## Seitentext:
****
Zum 50. Todestag Ernest Hemingways

Jagd nach eigener Legende

Wer den Größen der modernen Literatur nachspürt - oder einfach den prägenden Männergestalten des 20. Jahrhunderts -, kommt um ihn nicht herum: Ernest Hemingway wollte immer mehr sein als nur Schriftsteller. Soldat und Kriegsreporter, Sportler, Großwild- und Frauenjäger, trinkfester Macho mit weicher Ader. An seiner Legende arbeitete er ein Leben lang.

Autor/in:
Christoph Schmidt (
 (DR)

Vor 50 Jahren, am 2. Juli 1961, beendete er es mit einer Schrotflinte. Geboren 1899 in Oak Park, Illinois, als Sohn eines Landarztes, kam Hemingway mit 18 als Lokalreporter zunächst zum Schreiben und dann als Freiwilliger an die italienische Front. Hier fand er, was sein Leben prägen sollte: den Krieg, den Alkohol und die Frauen. Unglücklich verliebte er sich im Lazarett in eine Krankenschwester. Später reichte die Mischung aus Fronterlebnis und Leidenschaft für einen Roman: In "In einem anderen Land" verarbeitete Hemingway dieses frühe Lebenskapitel.
****
(Datenzeilen)

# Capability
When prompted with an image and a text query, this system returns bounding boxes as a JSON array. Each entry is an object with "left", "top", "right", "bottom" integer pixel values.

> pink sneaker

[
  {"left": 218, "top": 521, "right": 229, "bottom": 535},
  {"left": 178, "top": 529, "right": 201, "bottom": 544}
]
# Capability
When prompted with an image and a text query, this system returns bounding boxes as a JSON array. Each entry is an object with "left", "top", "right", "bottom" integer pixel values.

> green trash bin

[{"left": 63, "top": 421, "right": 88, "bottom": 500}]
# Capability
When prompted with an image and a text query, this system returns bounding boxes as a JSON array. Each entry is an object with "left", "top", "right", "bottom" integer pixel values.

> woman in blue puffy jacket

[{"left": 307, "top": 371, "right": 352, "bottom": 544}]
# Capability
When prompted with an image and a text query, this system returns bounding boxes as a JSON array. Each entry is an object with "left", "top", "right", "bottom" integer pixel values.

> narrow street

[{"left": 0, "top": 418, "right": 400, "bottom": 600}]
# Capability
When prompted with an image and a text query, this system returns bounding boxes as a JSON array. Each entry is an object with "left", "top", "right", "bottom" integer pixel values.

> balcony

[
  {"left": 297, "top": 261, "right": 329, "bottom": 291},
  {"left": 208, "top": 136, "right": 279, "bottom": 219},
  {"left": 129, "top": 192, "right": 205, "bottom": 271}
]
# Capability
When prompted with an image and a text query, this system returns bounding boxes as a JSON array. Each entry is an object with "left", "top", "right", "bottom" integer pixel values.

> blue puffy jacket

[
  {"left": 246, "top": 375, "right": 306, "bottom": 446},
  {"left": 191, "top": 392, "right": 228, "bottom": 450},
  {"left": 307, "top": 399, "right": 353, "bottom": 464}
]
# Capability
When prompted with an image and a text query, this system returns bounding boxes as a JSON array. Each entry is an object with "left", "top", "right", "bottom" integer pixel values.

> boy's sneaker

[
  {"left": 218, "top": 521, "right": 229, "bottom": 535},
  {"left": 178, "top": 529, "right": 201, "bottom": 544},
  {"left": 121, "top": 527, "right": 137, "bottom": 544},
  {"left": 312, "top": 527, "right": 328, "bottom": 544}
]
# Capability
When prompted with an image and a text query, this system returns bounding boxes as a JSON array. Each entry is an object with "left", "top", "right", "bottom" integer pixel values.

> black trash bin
****
## Bitte bearbeiten:
(1) Sammle alle Zeilen der Auflistung, in denen die Zeichenfolge „blue“ vorkommt.
(2) Setze den Artikel über Ernest Hemingway im Anschluss an seinen letzten Satz fort.
Der Artikel und die Auflistung haben inhaltlich nichts miteinander zu tun.

## Ergebnisse:
(1)
> woman in blue puffy jacket
> blue puffy jacket

(2)
Anfang der 20er Jahre, Hemingway hatte zum ersten Mal geheiratet, schloss er sich der Welle junger Amerikaner an, die der puritanischen Enge der USA entflohen und in Paris ein neues Lebensgefühl suchten. Er begann mit Kurzgeschichten, gefördert von Literaten wie F. Scott Fitzgerald und Gertrude Stein. Sie war es, die den Begriff der "lost generation" prägte, für jene "verlorene Generation", die desillusioniert von den Schlachtfeldern zurückkehrte, keinen Respekt vor der Welt, dafür ständig jede Menge Gin im Blut hatte. Hemingway wurde ihr wichtigster Autor.



"Fiesta" bringt Durchbruch

Der Durchbruch gelang ihm 1927 mit dem Roman "Fiesta", der Beziehungsgeschichte um eine Reisegruppe junger Jazz-Ager, angelegt zwischen Pariser Cafes und spanischem Stierkampf, den Hemingway als Metapher des Lebens verherrlichte. Was die Story so gut machte, war weniger der schlichte Plot, sondern ihre Sprache: knappe, trockene Aussagesätze, so schnörkellos wie ein Scotch am Nachmittag.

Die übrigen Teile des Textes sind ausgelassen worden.